*Stated exercise 1*
Pull out every line of the records that contains the string "detector", matching case exactly.
-- start Document text --
Peter, I've got so many thoughts. First of all, clint and I have been frozen in the studio the entire time you were telling that story, just in case we were somehow going to upset a snake here or there.

Peter Swann:

So we're frozen.

Dustin Elliott:

But you hit on something else while ago that I was not quite ready for it. We're going to go there. You travel by plane. You have a skill set that's different from a lot of other folks in the field is that you're a pilot, and one of the things we prayed for before the plane showed up was man, I wonder if somebody might give us a plane someday right when we could go and travel a little bit further. And the idea is, you've reached and made disciples of a lot of the tribal members around you and they're ready to go. They're ready to be sent right, and so the point of the plane was not just about y'all traveling around for your own good, but the point of the plane was we can take them to other places and they can start to minister to some of the other tribes as well. So tell us the story about how do we get the plane, and then we'll talk about the components that came after.

Peter Swann:

Yeah, I'd be honored. There are various things that we've been engaged in through the years, but our deepest passion has always been evangelism, discipleship, church planting, and so through the years, the South Sudanese just kept asking for more discipleship. It's how we started 21 years ago, and so several years ago, we felt led of God to take a deep dive into a sole focus on discipleship of the church leaders in our area as they're then launched out to share the gospel, to disciple others and to plant churches. And it was incredible what God did. I mean, just from day one, almost, people just began to respond to the gospel in really, really powerful ways Generations of disciples, churches being planted through the years, and it has been the greatest move of God that I've ever had the privilege of witnessing my own life. And it was so significant because our first 10 years in South Sudan we did not see that at all. We would have described that as a period where we weren't seeing any fruit at all. I'm sure God was working in ways that we didn't see, but it was not visible to our eyes. And so what God has done over these 21 years has been from the first half with no fruit at all to the second half of just sort of an increased movement of the spirit to where it just felt like it was a really powerful explosion of God's work. And so what came with that was a real stirring of the Holy Spirit in the hearts of the people, began to see a lot of repentance and a lot of conviction and powerful obedience to the scriptures. One of the things we were discipling in even from the beginning is going through the scriptures and focusing on the commands of Jesus and our obedience to those commands.
-- end Document text --
-- start Supplied data --
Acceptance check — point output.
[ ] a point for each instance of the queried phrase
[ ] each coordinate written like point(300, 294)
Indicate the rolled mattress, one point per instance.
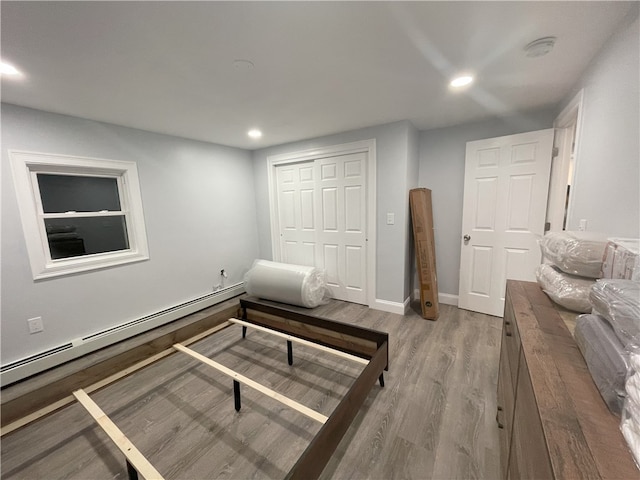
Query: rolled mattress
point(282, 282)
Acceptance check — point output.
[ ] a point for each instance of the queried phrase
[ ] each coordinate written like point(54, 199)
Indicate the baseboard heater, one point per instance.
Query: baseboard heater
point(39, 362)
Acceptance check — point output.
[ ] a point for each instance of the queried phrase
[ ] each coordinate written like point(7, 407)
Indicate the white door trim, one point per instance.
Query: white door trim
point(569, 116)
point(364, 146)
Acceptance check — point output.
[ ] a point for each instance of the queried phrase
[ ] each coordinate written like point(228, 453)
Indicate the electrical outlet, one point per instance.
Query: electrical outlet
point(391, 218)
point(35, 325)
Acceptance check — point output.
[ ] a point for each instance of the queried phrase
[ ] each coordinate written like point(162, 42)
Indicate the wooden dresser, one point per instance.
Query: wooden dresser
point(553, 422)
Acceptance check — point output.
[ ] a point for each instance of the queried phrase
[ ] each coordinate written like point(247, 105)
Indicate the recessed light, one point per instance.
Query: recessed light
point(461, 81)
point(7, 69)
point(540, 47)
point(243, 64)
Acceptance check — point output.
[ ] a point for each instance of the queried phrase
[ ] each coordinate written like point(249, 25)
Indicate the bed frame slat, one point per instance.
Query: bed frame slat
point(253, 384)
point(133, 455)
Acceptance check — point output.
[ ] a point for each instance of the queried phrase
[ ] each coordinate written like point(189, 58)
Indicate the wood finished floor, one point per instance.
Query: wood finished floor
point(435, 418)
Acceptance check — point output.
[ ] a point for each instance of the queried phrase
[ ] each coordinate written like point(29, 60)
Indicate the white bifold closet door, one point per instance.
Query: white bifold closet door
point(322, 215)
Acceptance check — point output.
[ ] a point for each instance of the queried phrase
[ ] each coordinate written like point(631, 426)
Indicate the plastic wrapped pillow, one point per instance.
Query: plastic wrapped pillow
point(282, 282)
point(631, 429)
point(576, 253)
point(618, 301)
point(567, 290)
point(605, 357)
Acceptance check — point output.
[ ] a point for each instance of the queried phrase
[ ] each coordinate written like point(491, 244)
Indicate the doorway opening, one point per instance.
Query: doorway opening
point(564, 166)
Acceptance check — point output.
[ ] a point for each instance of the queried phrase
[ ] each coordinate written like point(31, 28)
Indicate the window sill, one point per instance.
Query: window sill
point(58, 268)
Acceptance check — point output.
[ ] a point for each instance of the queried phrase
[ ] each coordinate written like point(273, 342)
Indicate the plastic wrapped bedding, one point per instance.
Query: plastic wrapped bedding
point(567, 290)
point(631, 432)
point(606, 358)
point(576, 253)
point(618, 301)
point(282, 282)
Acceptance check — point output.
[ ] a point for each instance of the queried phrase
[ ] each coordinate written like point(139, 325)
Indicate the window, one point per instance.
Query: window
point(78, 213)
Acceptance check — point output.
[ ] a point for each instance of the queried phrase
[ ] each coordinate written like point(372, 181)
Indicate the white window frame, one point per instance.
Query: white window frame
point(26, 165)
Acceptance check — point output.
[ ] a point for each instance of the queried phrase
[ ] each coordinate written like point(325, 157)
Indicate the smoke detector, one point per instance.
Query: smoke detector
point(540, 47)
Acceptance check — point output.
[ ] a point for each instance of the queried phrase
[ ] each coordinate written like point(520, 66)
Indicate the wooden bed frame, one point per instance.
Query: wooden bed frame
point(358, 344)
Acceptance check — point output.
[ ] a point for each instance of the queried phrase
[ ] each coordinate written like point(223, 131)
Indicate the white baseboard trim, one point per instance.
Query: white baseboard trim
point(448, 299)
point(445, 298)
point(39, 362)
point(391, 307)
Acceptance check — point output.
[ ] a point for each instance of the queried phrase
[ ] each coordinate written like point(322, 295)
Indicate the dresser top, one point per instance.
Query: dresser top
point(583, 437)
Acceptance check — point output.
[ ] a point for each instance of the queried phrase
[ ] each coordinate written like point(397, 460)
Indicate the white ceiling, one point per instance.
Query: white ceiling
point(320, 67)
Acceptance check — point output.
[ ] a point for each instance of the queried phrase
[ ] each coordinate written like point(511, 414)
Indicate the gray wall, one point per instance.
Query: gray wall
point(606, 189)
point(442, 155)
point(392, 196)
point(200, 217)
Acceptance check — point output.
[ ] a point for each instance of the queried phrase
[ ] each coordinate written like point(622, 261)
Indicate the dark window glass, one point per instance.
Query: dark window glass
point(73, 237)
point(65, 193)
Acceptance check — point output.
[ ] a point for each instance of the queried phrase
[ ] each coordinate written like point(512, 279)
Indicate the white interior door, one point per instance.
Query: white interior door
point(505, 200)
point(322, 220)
-- end Supplied data --
*Stated exercise 2*
Carry on the interview about discipleship in South Sudan from the point where it stops.

*Exercise answer 1*
Indicate the smoke detector, one point per instance.
Query: smoke detector

*Exercise answer 2*
Peter Swann:

And one day I was under a main good tree with a group of brothers and they began to be really troubled in a way I'd never seen before and I asked them what was wrong and they said they had a problem with Acts 1-8. I never heard that before. I never heard anybody say that, a problem with Acts 1-8. But it says the Holy Spirit will come on you and you'll be my witnesses in Jerusalem, judea, samaria and to the end of the earth. And they said the problem was that they couldn't be obedient to it. They could walk and try to reach their Jerusalem, their area where they live, judea, which is where these five tribes are. They could walk to those areas where some of them have bicycles that could try to take their bicycles, but they had no way to get to Samaria, the rest of South Sudan, much less to the ends of the earth. And they were struggling with this idea of we don't have vehicles, we don't have motorcycles. A few of the richest people have motorcycles that are used for business in the market, but that's not us. None of us do. They're looking around saying we literally have no way to be obedient. Even if we had a vehicle. Most of the roads are cut off during the rainy season. We're talking about I mean, south Sudan is the size of Texas, so you're talking about quite a distance to try to cover anyway, and almost all the roads are dirt. Around the capital there's some paved roads and other parts, but most, the vast majority of roads in South Sudan are dirt. And so here they were saying they don't have the means. Even if they did, it'd be really difficult.

Peter Swann:

And so we talked and talked and I said what would it take for you to be obedient in terms of living this out? And they couldn't come up with an answer. It could come up with an answer, and then finally I said well, you know what about an airplane. Is that possible? Because air travel is how missionaries have to move around South Sudan for a long time. Keep in mind these are predominantly Western missionaries. And that was in their response. They said well, we've seen God do that for people like you, but we've never seen him do that for us, for the South Sudanese. We've never seen God provide a plane to take South Sudanese around as missionaries. And I said but what would happen? If we pray? Because we are praying, if we pray the Spirit, we're praying into the heart of God. This is God's passion, this is Jesus' command, this is straight from the heart of God. And if we are praying, and you're praying, and you're saying, god, we want to be obedient, we can't, we just provide the means, then let's see what God does. And I asked him a question If God provides a plane, are you willing to go? And they said absolutely, if God provides a plane, we're going to go.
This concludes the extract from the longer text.